* [Your objective]
Output every entry below word for word, minus the images.

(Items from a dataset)

******************************

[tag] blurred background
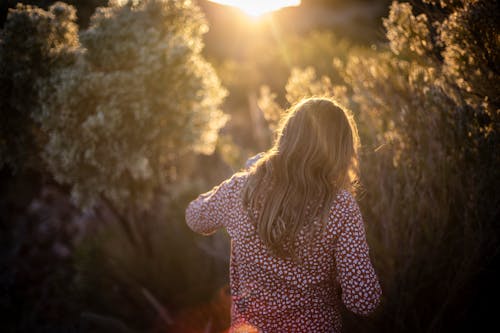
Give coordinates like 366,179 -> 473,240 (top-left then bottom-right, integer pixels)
0,0 -> 498,332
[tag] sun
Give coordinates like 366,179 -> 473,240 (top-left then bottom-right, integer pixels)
209,0 -> 301,18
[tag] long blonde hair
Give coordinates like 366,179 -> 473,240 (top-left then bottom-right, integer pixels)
242,97 -> 360,259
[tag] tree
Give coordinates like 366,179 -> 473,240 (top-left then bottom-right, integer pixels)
36,0 -> 227,212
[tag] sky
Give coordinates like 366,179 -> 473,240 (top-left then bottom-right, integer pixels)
207,0 -> 301,17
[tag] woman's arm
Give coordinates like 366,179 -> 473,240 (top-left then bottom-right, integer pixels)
185,174 -> 239,235
334,191 -> 382,315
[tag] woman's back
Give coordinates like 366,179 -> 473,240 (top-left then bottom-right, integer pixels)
186,97 -> 381,332
186,172 -> 381,332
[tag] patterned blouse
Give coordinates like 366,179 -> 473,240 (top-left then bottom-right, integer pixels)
186,172 -> 382,332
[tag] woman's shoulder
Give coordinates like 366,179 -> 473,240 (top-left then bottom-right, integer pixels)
335,189 -> 358,209
330,188 -> 357,209
326,189 -> 360,229
229,170 -> 250,185
218,171 -> 250,195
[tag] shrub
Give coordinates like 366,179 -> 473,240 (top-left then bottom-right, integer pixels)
36,0 -> 228,212
2,1 -> 230,331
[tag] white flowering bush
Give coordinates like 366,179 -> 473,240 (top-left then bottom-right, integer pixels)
37,0 -> 227,211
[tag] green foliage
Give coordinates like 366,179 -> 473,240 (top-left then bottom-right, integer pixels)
259,0 -> 499,331
36,0 -> 228,212
0,2 -> 79,172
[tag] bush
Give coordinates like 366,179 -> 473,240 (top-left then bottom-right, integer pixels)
1,1 -> 230,331
36,0 -> 228,212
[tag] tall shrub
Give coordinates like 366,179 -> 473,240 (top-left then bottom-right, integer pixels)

******************************

* [Response area]
[tag] blurred background
Give coordinates like 366,179 -> 473,240 (top-left then bottom-right, integer pixels)
0,0 -> 498,332
[tag] sun
Give coordinates like 366,179 -> 473,240 (top-left then bottom-right, integer pixels)
209,0 -> 301,18
[tag] long blonde hair
Give coordinates like 366,179 -> 473,240 (top-left then bottom-right, integer pixels)
242,97 -> 360,259
[tag] tree
Give coordinates like 366,179 -> 473,240 (top-left then bottom-right, integer pixels)
36,0 -> 227,212
[tag] sky
Give coordinates like 366,179 -> 473,240 (top-left then bottom-right, integer pixels)
207,0 -> 301,17
[tag] woman's arm
Give coordinates like 366,179 -> 473,240 (top-left then bottom-right, integer pixels)
185,174 -> 239,235
334,191 -> 382,315
[tag] woman's back
Give coordinates like 366,179 -> 473,240 (top-left then bottom-right, integer pixels)
186,97 -> 381,332
186,172 -> 381,332
[tag] patterned blouse
Give coordinates like 366,179 -> 473,240 (top-left then bottom-right, integer pixels)
186,172 -> 382,332
[tag] woman's shoulder
Give coordinates like 366,179 -> 473,240 (top-left then bottom-right, integer pixels)
335,189 -> 358,209
330,188 -> 357,209
326,189 -> 360,229
229,170 -> 250,185
218,171 -> 250,195
[tag] shrub
Give coordinates like 366,179 -> 473,240 (top-left then bottom-right, integer pixels)
36,0 -> 228,212
2,1 -> 230,331
[tag] white flowering bush
Give coordinates like 366,179 -> 473,240 (top-left then bottom-right, integer pixels)
37,0 -> 227,211
[tag] green foliage
Give coordinates like 366,179 -> 473,240 (top-left then bottom-right, integer pixels)
259,0 -> 499,331
36,0 -> 228,212
0,2 -> 79,172
[tag] bush
Give coordinates like 366,179 -> 473,240 (top-left then bottom-right, integer pixels)
1,1 -> 230,331
36,0 -> 228,212
[tag] tall shrub
Give coordinates like 366,179 -> 473,240 (top-left then bottom-right, integer pixels)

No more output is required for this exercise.